■ WHAT YOU NEED TO DO:
Scale the records from the line with "the aircraft wing" to the line with "point(508, 321)", both included, and give only those lines again. Keep the requests unchanged, and multiply every coordinate in the answers by 2.45, rounding each to a whole number with halves rounded up.

■ DATA SHOWN:
**********

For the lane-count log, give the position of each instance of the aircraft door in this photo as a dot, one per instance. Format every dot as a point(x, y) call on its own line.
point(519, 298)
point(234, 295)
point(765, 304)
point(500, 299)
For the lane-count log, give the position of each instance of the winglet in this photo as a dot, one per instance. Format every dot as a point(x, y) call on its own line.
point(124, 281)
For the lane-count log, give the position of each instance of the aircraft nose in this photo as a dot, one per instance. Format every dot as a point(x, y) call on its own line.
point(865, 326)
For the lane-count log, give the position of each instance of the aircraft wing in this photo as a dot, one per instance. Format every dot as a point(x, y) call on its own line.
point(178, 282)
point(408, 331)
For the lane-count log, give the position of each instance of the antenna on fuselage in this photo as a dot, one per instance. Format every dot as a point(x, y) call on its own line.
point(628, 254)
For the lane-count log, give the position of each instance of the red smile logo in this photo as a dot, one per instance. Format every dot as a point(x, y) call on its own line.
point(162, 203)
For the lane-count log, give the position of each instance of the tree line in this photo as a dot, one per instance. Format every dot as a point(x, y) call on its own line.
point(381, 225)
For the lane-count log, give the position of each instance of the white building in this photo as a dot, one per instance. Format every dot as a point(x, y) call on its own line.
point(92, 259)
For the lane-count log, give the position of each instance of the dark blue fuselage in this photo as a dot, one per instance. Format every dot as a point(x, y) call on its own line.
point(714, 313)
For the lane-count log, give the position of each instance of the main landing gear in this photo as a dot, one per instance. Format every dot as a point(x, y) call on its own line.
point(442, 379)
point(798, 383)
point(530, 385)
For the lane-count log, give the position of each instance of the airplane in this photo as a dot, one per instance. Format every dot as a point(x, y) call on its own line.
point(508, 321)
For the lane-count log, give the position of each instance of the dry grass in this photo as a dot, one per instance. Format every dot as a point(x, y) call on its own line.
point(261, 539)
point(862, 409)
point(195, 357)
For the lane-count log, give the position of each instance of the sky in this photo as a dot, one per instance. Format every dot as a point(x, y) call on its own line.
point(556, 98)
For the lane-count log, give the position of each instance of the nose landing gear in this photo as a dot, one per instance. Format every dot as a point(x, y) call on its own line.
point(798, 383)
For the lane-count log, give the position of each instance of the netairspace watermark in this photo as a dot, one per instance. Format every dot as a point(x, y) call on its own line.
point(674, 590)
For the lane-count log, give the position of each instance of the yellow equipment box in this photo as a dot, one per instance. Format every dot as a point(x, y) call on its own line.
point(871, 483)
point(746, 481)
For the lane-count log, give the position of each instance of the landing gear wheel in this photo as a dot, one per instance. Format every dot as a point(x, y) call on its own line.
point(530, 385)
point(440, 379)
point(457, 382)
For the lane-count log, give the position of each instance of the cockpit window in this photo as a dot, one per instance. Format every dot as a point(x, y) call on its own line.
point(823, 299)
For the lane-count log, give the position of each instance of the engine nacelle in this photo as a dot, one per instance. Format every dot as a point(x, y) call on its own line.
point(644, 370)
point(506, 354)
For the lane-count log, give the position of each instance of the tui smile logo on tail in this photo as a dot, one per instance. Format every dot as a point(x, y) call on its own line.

**********

■ WORKED SOLUTION:
For the lane-count log, give the position of each instance of the aircraft wing in this photo as a dot, one per instance. Format every dot as a point(x, y) call on its own line.
point(436, 691)
point(1000, 811)
For the lane-count log, give the position of each instance of the antenna on fuselage in this photo as a dot, one per instance. Format every dot as a point(x, y) call on its own line.
point(1539, 622)
For the lane-count log, give the position of each instance of the red smile logo in this photo as a dot, one per instance. Format every dot as a point(x, y) call on its own line.
point(397, 497)
For the lane-count log, give the position of each instance of the tree line in this photo as a dot, one per instance. Format every dot as a point(x, y) call on its own line.
point(933, 551)
For the lane-count log, give the position of each instance of the white building in this photo as a dot, one per instance. Format every dot as a point(x, y) call on its own line.
point(225, 635)
For the lane-count log, give the position of each instance of the dark blue fuselage in this photo as a dot, one per instance. Format every dot as a point(x, y) call on its own line.
point(1749, 767)
For the lane-count log, give the position of each instance of the main landing gear in this photo as a dot, one per instance. Format every dot as a point(x, y) call on its own line.
point(1083, 929)
point(1955, 938)
point(1299, 943)
For the lane-count log, give the position of each instance of the airplane in this photo as a dot, one per instance. Format every dot as a point(x, y) call on its own line.
point(1245, 786)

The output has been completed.